#### [TEXT PASSAGE]
○ ○ ○
Student Profile Series: Emily Masuda

We Are English Majors: Emily Masuda
Emily Masuda is a fourth year English major and this year's winner of the prestigious Leon H. Mayhew award. This award is given each year to a single UC Davis senior majoring in music, art, or literature, and emphasizes academic and extracurricular excellence. We asked her four questions about her time at UC Davis and her plans for the future.
 
The Leon H. Mayhew award is given to a student who demonstrates excellence both in and beyond the classroom. Can you tell us about some of your extracurricular activities while at Davis?
 
Looking back, I see that my extracurricular activities follow a trajectory towards teaching, though I did not realize this until the beginning of my senior year, which is when I began to fully pursue a career in education. Throughout my time as an undergraduate, I sought out extracurricular opportunities to work with students: freshmen as a resident advisor and Entry Level Writing Program tutor, local students in Davis public schools through Writing Ambassador internships, high school students in Japan and through COSMOS (California State Summer School for Mathematics and Science), and undergraduates in English 98F, the student-led course I taught under the guidance of Professor Elizabeth Miller.
○ ○ ○
Continue the profile of English major Emily Masuda from the point where it stops.

#### [PROVIDED MATERIAL]
○ ○ ○
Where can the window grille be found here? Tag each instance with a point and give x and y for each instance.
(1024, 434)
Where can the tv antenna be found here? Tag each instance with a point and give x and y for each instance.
○ ○ ○
#### [EXPECTED ANSWER]
 
Tell us about the "student-led" course you created. What inspired it, and what was the best thing to come out of it?
 
My English courses inspired the creation and implementation, in Spring 2016, of the student-led course. You can see its origins in its title, “The Children’s Literature Workshop: Reading, Writing, and Illustrating”: English 180 on Children’s Literature with Professor Miller and English 5F and 100F, fiction courses I had taken by that time. The best thing to come out of it—the students. They were so receptive and creative, and dedicated and interested. Meanwhile, I was a fellow undergraduate, an inexperienced teacher, and still they decided to take the course. They have no idea how much they were supporting me in such a new endeavor, when it seemed like I was the one supporting them! 
 
What was one of your favorite classes in the English department?
 
I have no favorite—because even courses whose topics and readings interested me less were so well-taught and engaging that I became interested! I am partial to creative writing, so I would have to say that one favorite course that comes to mind is English 100FA, Advanced Fiction, and not just because our professor brought us an ice cream cake at the end of the quarter. I appreciated the intimacy of the small class size and the honesty and friendships that came with it. It gave me a glimpse into what an M.F.A. program in creative writing might be like. It also left me with a lot of writing with potential: when the quarter ended, and we completed evaluations, turned in revisions, and ate some cake, the course carried on—I was still writing that summer, the next year, and rewriting a lot.
 
What's next, after graduation?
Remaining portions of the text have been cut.